## Brief a
Give the lines of the records as a numbered list, starting with the line that contains "Grounding query — element: tall grass" and going on through the line that contains "[0,0,400,240]", both included. Leave out any blank lines.
--- begin Given text ---
Soups are especially good for this. It’s the ultimate one-pot meal. My auto correct wanted to write ‘unlimited’ instead of ‘ultimate’ and it is that too. A soup can be as decadent or as lean as the cook wishes. Many classic soups have a base of salt pork, hock, belly or some other flavorful cut that appreciates in taste with a long cooking time. I definitely support this style but when you want to get dinner out a bit faster or cook a little leaner, the pig can easily be
omitted from any recipe. The trick is to make up for that missing savoriness by building flavors as you go. Starting with garlic, cumin, red pepper flakes or onions with a little extra caramelization and finishing with a touch vinegar, olive oil or sea salt can really bring a soup to the next level. The recipe below features smoked paprika, or pimenton de la vera. It has a deep smokey spice akin to chorizo, without the fat and calories.

In this recipe, a take on a Sopa Verde, the ingredients are really flexible. The greens can be swapped out for any hearty leaf like chard, turnip greens, escarole, mustard greens or spinach (which will wilt straight into the finished soup –no cooking required*). You can also use any kind of broth or even water. Another way to get a little extra flavor if using plain water is a splash of white wine or beer.

 

VEGETARIAN SOPA VERDE

6 main course-sized servings

3 tablespoons cooking oil
1 tablespoon butter (optional)
1 large onion, diced
1 teaspoon smoked paprika
3 cloves garlic, minced
8 cups stock/water
1 pound white or sweet potatoes, diced into 1/2 inch pieces
4 cups kale and collards, washed and chopped into 1 inch pieces
2 cans (15oz, each) white beans (great northern or cannellini)
--- end Given text ---
--- begin Material ---
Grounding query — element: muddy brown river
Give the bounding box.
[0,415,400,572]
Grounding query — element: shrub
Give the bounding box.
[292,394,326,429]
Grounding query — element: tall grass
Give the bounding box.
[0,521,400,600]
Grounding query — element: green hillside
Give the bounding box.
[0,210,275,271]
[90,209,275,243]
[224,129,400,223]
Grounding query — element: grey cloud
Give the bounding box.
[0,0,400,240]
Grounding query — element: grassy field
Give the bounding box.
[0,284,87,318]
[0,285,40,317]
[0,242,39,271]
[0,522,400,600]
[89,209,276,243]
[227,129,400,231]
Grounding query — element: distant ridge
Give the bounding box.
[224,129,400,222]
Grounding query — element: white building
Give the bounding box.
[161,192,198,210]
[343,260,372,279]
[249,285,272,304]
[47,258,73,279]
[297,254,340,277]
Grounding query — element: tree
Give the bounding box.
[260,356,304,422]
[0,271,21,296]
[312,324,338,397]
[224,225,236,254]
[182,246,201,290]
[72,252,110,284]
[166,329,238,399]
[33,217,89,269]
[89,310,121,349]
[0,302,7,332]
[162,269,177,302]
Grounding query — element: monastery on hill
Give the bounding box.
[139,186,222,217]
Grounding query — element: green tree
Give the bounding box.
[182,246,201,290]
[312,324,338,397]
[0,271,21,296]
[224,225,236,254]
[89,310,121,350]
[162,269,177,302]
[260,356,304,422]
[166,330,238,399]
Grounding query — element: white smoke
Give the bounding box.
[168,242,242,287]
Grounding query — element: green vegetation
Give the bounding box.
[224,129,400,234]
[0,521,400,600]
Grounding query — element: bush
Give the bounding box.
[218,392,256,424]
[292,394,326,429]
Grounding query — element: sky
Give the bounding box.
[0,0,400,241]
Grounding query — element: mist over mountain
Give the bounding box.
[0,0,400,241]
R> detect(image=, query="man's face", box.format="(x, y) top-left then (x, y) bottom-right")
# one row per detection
--- end Material ---
## Brief b
Take the text about making soup further, picking up where it stops.

## Right answer a
1. Grounding query — element: tall grass
2. Give the bounding box.
3. [0,521,400,600]
4. Grounding query — element: green hillside
5. Give the bounding box.
6. [0,210,275,271]
7. [90,209,275,243]
8. [224,129,400,223]
9. Grounding query — element: grey cloud
10. Give the bounding box.
11. [0,0,400,240]

## Right answer b
1-2 tablespoons red wine vinegar
a few dashes hot sauce (optional)
Kosher salt
Black pepper to taste

cilantro leaves for garnish

• Warm the oil and butter (if using) in a large saucepan. Add the
onions with 1/2 teaspoon of salt and sauté on low heat until soft and
translucent, about 5 minutes.
• Stir in smoked paprika and garlic.
• Pour in the 8 cups of liquid, raise heat.
• When it begins to simmer, add sweet potatoes.
• Bring the soup up to a boil and add the greens (except if using
spinach*). Boil for 5 minutes. Reduce to simmer, add beans.
• When the sweet potatoes are cooked through and greens are tender, remove from heat. (If using spinach add at this stage, stir until wilted*)
• Add another tablespoon of salt, mix well. Add 1 tablespoon of red
wine vinegar.
•Taste!
• Adjust the flavor to your liking with another spoon of vinegar,
salt, black pepper and/or hot sauce, if using.
• Serve the soup warm with fresh cilantro leaves and a few slices of
jalapeño if you love heat.

Like most soups and stews, the taste gets better as it sits, especially the next day! MMMMmmmm…leftovers!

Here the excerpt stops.